** Start Text extract **
Croydon railway station is located on the Grange and Outer Harbor lines. Situated in the western Adelaide suburb of Croydon, it is 4.2 kilometres from Adelaide station.

History
Croydon station opened in 1888, with the station buildings and platforms transferred from the former Torrens Bridge station. The station has been unattended since 1981. The provides easy access to the popular Queen Street/Elizabeth Street cafe and retro shop strip, as well as a children's park. Wheelchair access ramps and sheltered seating areas are located on both platforms.

Lights displaying the warning 'Caution More Than One Train' have been installed at pedestrian crossings near the station as part of an Adelaide-wide crossing safety upgrade program. These lights are illuminated when more than one train is due to warn pedestrians waiting to cross the line that another train will be following quickly after the first has passed.

Whilst it had been previously proposed that as part of an upgrade to South Road, the station would be elevated and potentially relocated to the east as part of a grade separation project, the final design adopted a shorter rail overpass option allowing the station to remain in its current location.
** End Text extract **
** Start Extracted entries **
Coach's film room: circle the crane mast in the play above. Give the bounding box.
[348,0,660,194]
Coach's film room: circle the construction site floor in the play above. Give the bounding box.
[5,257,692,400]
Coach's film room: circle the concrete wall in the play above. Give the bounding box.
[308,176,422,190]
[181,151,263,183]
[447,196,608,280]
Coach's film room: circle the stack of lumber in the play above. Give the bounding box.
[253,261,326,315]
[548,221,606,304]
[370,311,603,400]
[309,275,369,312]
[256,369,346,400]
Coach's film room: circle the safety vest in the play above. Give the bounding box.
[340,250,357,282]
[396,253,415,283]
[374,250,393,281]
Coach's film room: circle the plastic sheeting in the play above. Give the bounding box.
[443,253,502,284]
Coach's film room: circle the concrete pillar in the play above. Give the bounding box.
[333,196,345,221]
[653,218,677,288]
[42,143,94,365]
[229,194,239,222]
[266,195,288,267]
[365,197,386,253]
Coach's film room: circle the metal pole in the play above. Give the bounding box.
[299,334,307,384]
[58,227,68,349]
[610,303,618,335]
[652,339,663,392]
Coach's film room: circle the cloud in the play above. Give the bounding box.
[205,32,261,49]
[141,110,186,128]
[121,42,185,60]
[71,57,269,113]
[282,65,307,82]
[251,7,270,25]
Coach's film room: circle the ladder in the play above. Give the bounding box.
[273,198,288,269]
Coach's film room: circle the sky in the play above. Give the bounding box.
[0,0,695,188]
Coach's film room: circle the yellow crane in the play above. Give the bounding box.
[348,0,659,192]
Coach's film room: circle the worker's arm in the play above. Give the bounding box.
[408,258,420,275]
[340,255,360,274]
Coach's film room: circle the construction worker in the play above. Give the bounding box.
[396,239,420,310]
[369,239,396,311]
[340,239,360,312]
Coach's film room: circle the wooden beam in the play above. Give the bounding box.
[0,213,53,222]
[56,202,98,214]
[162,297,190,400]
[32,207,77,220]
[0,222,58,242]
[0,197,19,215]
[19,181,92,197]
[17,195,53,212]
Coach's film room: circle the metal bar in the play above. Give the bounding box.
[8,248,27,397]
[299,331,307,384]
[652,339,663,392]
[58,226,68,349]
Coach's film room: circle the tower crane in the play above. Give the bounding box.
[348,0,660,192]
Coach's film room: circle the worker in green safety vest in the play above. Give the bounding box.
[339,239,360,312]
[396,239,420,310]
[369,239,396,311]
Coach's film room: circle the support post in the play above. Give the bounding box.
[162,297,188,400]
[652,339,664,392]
** End Extracted entries **
Reproduce the part of the Croydon railway station passage between "Whilst it had" and "its current location.", inclusive. The records were drawn from a separate source and are unrelated to the Croydon railway station passage.

* Result of this exercise:
Whilst it had been previously proposed that as part of an upgrade to South Road, the station would be elevated and potentially relocated to the east as part of a grade separation project, the final design adopted a shorter rail overpass option allowing the station to remain in its current location.